Outline records
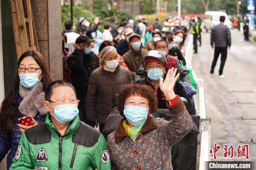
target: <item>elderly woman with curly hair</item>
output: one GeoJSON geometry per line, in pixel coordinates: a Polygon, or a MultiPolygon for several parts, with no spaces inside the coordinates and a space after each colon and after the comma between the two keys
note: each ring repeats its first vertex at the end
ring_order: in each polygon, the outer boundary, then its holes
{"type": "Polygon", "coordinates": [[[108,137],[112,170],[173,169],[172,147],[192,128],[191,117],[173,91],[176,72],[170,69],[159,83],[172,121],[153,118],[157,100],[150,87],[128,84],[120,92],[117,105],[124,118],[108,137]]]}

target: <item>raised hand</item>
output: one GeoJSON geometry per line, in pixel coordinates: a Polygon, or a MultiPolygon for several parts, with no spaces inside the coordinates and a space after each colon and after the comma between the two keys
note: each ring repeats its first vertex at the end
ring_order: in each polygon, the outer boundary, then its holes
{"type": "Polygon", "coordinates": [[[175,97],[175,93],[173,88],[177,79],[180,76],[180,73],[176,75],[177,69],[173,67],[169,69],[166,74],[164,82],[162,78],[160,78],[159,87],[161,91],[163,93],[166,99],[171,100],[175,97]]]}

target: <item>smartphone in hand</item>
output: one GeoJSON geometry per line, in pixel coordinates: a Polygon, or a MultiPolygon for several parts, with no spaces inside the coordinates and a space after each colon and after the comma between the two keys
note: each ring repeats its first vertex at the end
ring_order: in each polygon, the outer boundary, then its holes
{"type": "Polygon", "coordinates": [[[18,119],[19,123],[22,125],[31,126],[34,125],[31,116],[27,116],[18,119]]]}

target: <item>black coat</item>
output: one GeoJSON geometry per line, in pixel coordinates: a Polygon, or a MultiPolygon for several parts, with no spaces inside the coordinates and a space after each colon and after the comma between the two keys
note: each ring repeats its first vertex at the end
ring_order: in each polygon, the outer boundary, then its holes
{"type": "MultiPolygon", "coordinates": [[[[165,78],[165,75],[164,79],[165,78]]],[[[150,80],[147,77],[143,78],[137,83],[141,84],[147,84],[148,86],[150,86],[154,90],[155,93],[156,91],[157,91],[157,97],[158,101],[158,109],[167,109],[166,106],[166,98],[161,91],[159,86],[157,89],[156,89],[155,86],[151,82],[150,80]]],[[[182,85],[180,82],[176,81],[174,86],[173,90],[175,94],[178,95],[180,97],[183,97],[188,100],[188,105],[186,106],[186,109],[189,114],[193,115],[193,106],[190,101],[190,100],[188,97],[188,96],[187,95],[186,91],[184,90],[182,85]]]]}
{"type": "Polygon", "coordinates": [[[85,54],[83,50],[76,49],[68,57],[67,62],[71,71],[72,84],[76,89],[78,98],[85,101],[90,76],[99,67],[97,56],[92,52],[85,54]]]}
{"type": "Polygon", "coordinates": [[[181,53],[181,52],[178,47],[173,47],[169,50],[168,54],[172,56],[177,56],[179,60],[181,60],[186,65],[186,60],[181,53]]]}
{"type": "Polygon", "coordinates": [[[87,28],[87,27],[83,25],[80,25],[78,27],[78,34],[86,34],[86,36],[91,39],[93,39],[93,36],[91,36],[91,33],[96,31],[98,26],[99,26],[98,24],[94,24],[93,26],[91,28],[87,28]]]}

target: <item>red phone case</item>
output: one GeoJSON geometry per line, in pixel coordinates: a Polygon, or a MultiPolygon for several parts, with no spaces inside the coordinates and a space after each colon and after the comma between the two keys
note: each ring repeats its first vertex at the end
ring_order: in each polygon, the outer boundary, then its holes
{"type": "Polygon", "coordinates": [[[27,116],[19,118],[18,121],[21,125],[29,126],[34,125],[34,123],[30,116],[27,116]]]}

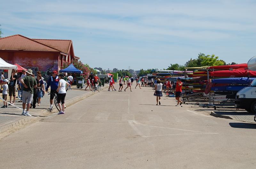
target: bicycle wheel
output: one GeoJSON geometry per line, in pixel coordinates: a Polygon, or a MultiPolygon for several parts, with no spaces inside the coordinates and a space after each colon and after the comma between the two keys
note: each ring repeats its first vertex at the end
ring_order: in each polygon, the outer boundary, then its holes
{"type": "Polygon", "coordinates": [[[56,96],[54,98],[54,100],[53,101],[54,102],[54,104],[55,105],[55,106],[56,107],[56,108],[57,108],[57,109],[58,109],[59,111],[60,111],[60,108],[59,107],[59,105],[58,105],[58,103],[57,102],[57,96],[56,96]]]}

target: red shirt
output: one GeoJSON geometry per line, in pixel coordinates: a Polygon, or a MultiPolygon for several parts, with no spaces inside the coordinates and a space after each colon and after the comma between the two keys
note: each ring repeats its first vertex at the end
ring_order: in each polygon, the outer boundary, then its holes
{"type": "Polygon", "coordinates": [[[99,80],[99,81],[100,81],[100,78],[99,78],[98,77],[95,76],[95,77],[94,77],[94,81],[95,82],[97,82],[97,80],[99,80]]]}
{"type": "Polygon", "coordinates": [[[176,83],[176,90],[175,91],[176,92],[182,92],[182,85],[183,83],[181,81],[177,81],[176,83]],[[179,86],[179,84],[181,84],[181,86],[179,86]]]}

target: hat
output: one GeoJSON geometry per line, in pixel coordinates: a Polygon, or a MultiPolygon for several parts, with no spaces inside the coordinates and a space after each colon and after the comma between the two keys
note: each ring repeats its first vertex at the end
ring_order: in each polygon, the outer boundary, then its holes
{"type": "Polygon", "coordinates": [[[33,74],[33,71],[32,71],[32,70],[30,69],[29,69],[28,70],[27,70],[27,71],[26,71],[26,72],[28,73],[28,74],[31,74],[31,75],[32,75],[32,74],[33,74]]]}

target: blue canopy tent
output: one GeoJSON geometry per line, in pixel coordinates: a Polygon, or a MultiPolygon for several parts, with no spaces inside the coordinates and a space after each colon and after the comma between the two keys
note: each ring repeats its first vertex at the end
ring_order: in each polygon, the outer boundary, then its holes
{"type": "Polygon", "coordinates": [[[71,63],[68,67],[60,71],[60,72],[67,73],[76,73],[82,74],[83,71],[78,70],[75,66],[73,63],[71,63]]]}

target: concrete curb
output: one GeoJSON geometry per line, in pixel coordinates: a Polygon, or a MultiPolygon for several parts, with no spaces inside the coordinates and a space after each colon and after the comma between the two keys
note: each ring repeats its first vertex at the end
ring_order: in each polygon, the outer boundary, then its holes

**Aim:**
Return every line of the material above that contains the word "hand", matching case exactly.

**Reply:**
target: <item>raised hand</item>
target: <item>smartphone in hand</item>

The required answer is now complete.